## The task
Copy each line of the data below verbatim, leaving every character unchanged.

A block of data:
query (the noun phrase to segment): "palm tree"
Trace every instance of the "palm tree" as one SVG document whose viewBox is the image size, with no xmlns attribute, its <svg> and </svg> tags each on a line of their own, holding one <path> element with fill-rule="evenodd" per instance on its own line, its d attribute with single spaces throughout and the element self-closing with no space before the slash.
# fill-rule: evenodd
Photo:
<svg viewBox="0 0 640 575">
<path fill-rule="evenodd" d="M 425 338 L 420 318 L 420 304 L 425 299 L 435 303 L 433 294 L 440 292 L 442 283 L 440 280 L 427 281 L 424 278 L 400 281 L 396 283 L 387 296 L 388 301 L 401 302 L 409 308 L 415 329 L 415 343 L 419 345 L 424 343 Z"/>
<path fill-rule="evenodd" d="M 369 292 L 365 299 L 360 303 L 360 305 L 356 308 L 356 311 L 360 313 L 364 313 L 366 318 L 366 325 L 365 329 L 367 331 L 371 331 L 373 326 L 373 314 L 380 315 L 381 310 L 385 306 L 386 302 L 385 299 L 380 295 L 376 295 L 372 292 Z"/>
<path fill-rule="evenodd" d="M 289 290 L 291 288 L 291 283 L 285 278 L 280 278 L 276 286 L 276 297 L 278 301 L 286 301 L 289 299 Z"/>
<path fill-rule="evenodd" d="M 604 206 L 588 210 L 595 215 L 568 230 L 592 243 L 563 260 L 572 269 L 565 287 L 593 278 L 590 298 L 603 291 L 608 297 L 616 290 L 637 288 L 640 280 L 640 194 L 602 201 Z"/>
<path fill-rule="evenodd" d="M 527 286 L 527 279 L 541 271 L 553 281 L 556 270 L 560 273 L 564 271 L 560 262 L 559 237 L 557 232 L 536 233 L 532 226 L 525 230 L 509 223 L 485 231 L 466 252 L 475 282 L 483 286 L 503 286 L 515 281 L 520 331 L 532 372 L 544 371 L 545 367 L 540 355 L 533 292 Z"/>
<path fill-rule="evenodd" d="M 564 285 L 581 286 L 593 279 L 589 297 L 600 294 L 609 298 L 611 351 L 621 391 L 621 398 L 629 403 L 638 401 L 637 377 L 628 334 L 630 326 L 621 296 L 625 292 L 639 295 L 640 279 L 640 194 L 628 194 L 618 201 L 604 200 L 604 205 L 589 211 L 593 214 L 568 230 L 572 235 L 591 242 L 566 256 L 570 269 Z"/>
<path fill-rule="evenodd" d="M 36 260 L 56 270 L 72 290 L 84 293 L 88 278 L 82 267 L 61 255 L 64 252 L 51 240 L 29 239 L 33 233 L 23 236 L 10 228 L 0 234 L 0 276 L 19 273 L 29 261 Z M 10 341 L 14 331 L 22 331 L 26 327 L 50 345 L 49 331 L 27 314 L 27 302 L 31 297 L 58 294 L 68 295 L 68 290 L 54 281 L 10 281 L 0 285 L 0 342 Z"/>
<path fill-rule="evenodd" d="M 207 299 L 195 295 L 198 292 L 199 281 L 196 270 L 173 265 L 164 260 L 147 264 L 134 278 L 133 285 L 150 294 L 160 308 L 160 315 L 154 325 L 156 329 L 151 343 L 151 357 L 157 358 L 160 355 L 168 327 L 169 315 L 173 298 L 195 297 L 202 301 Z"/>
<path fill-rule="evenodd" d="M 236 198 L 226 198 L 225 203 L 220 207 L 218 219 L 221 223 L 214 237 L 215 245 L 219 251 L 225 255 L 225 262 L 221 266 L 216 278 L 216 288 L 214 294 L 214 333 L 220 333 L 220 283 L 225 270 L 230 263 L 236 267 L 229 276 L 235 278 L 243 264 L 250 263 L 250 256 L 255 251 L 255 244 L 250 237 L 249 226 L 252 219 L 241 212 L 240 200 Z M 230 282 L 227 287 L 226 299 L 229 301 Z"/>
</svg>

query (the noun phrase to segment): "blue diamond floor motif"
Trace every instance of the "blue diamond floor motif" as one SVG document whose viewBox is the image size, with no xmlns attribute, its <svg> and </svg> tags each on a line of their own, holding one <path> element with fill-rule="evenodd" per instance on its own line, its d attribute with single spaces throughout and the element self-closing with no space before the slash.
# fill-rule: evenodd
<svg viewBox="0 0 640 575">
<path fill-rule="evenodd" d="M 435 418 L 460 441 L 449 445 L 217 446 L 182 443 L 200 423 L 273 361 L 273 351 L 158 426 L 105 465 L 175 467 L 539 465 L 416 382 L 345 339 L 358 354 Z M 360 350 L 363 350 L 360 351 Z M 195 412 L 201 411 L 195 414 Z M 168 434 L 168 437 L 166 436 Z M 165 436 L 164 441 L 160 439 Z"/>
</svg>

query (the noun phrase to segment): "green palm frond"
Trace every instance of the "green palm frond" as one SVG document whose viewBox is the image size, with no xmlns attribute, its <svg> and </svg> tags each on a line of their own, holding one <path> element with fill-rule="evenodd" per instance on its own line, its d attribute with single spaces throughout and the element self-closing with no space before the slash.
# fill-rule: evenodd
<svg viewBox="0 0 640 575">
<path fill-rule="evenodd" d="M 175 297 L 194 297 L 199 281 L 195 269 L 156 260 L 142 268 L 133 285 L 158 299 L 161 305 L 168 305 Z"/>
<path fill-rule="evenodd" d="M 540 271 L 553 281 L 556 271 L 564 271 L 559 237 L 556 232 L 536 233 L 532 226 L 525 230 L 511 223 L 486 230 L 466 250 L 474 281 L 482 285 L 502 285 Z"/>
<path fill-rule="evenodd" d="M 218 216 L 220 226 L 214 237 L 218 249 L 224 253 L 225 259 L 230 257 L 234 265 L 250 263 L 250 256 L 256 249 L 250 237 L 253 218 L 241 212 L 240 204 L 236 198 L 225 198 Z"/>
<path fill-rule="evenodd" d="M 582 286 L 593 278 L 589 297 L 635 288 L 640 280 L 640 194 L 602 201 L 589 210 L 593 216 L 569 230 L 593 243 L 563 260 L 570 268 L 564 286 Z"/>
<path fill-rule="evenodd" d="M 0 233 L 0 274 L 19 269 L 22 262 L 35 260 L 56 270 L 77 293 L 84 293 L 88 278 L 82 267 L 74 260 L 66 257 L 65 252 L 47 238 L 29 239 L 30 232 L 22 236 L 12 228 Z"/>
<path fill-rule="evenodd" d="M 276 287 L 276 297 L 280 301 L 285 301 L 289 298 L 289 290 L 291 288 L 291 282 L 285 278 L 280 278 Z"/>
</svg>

## Output for this exercise
query (the noun phrase to segment): "palm tree"
Trace every instance of the "palm tree" as one SVG document whose viewBox is the image size, with no xmlns attribute, its <svg> and </svg> tags each on a line of their own, holding one <path> element with fill-rule="evenodd" per instance on its own line, its d attribute with single spaces throughout and the element self-closing with no space before the slash.
# fill-rule: evenodd
Photo:
<svg viewBox="0 0 640 575">
<path fill-rule="evenodd" d="M 425 338 L 420 318 L 420 304 L 425 299 L 435 303 L 433 294 L 440 292 L 442 283 L 440 280 L 427 281 L 424 278 L 400 281 L 396 283 L 387 296 L 388 301 L 401 302 L 409 308 L 415 329 L 415 343 L 419 345 L 424 343 Z"/>
<path fill-rule="evenodd" d="M 369 292 L 365 299 L 360 303 L 360 305 L 356 308 L 356 311 L 360 313 L 364 313 L 366 318 L 366 325 L 365 329 L 367 331 L 371 331 L 373 326 L 373 314 L 380 315 L 381 310 L 385 306 L 386 302 L 385 299 L 380 295 L 376 295 L 372 292 Z"/>
<path fill-rule="evenodd" d="M 289 290 L 291 288 L 291 283 L 285 278 L 280 278 L 276 286 L 276 297 L 278 301 L 286 301 L 289 299 Z"/>
<path fill-rule="evenodd" d="M 604 206 L 588 210 L 595 215 L 568 230 L 592 243 L 563 260 L 572 269 L 565 287 L 593 278 L 590 298 L 603 291 L 608 297 L 616 290 L 637 288 L 640 280 L 640 194 L 602 201 Z"/>
<path fill-rule="evenodd" d="M 527 286 L 527 279 L 541 271 L 553 281 L 556 270 L 560 273 L 564 271 L 560 262 L 559 237 L 557 232 L 536 233 L 532 226 L 525 230 L 509 223 L 485 231 L 466 252 L 475 282 L 483 286 L 503 286 L 515 281 L 520 331 L 532 372 L 544 371 L 545 367 L 540 355 L 533 292 Z"/>
<path fill-rule="evenodd" d="M 564 285 L 581 286 L 593 279 L 589 297 L 600 294 L 609 298 L 611 351 L 621 391 L 621 398 L 629 403 L 638 401 L 637 377 L 628 334 L 630 326 L 621 296 L 625 292 L 639 295 L 640 279 L 640 194 L 628 194 L 618 201 L 604 200 L 604 205 L 589 211 L 593 214 L 568 230 L 572 235 L 591 242 L 566 256 L 570 269 Z"/>
<path fill-rule="evenodd" d="M 36 260 L 56 270 L 72 290 L 84 293 L 88 278 L 82 267 L 61 255 L 64 252 L 51 240 L 29 239 L 33 233 L 23 236 L 10 228 L 0 234 L 0 276 L 19 273 L 29 261 Z M 10 341 L 14 331 L 22 331 L 26 327 L 50 345 L 49 331 L 27 314 L 27 302 L 31 297 L 58 294 L 68 295 L 68 290 L 54 281 L 10 281 L 0 285 L 0 342 Z"/>
<path fill-rule="evenodd" d="M 207 299 L 195 295 L 198 292 L 199 281 L 196 270 L 173 265 L 164 260 L 147 264 L 134 278 L 133 285 L 150 294 L 160 308 L 160 315 L 154 325 L 156 329 L 151 343 L 151 357 L 157 358 L 160 355 L 168 327 L 169 315 L 173 298 L 195 297 L 202 301 Z"/>
<path fill-rule="evenodd" d="M 236 198 L 226 198 L 225 203 L 220 207 L 218 219 L 221 223 L 214 237 L 215 245 L 219 251 L 225 255 L 225 262 L 221 266 L 216 278 L 216 288 L 214 294 L 214 333 L 220 333 L 220 283 L 225 270 L 230 263 L 236 267 L 229 276 L 235 278 L 243 264 L 250 263 L 250 256 L 255 251 L 255 244 L 250 237 L 249 226 L 252 219 L 241 212 L 240 200 Z M 230 282 L 227 287 L 226 299 L 229 301 Z"/>
</svg>

query (the noun phrase to segment): "blue diamond floor motif"
Trace every instance of the "blue diamond floor motif" as one SVG document whose viewBox is the image size, with no xmlns attribute, its <svg> and </svg> tags each on a line of their own, holding one <path> element with fill-rule="evenodd" per instance on its own line, its d attribute with single spaces throughout and the element self-closing with no space before the slash.
# fill-rule: evenodd
<svg viewBox="0 0 640 575">
<path fill-rule="evenodd" d="M 435 418 L 460 441 L 449 445 L 217 446 L 182 443 L 200 423 L 273 361 L 273 351 L 158 426 L 105 465 L 175 467 L 539 465 L 416 382 L 345 339 L 358 354 Z M 360 350 L 363 350 L 360 351 Z M 195 412 L 201 411 L 195 414 Z M 168 434 L 168 437 L 166 436 Z M 165 436 L 164 441 L 160 439 Z"/>
</svg>

query (the noun phrase to segment): "green palm frond"
Trace every instance of the "green palm frond" as one SVG document whose viewBox is the image size, with no xmlns attribute, its <svg> and </svg> tags each on a line of their own, holding one <path> element with fill-rule="evenodd" per instance on its own line, its d attribute with single spaces throughout and the element self-closing with no space before the slash.
# fill-rule: evenodd
<svg viewBox="0 0 640 575">
<path fill-rule="evenodd" d="M 175 297 L 194 297 L 199 281 L 195 269 L 156 260 L 142 268 L 133 285 L 158 299 L 161 305 L 168 305 Z"/>
<path fill-rule="evenodd" d="M 540 271 L 553 281 L 556 271 L 564 271 L 559 237 L 556 232 L 536 233 L 532 226 L 525 230 L 511 223 L 486 230 L 466 250 L 474 281 L 482 285 L 502 285 Z"/>
<path fill-rule="evenodd" d="M 218 216 L 220 226 L 214 237 L 218 249 L 224 253 L 225 259 L 230 257 L 234 265 L 250 263 L 250 256 L 256 249 L 250 237 L 253 218 L 241 212 L 240 204 L 236 198 L 225 198 Z"/>
<path fill-rule="evenodd" d="M 582 286 L 593 278 L 589 297 L 635 288 L 640 280 L 640 194 L 602 201 L 589 210 L 593 216 L 569 230 L 593 243 L 563 260 L 570 268 L 564 286 Z"/>
<path fill-rule="evenodd" d="M 0 233 L 0 274 L 19 269 L 22 262 L 35 260 L 56 270 L 77 293 L 84 293 L 88 278 L 82 267 L 74 260 L 66 257 L 65 252 L 47 238 L 29 239 L 30 232 L 22 236 L 12 228 Z"/>
<path fill-rule="evenodd" d="M 276 287 L 276 297 L 280 301 L 285 301 L 289 298 L 289 290 L 291 288 L 291 282 L 285 278 L 280 278 Z"/>
</svg>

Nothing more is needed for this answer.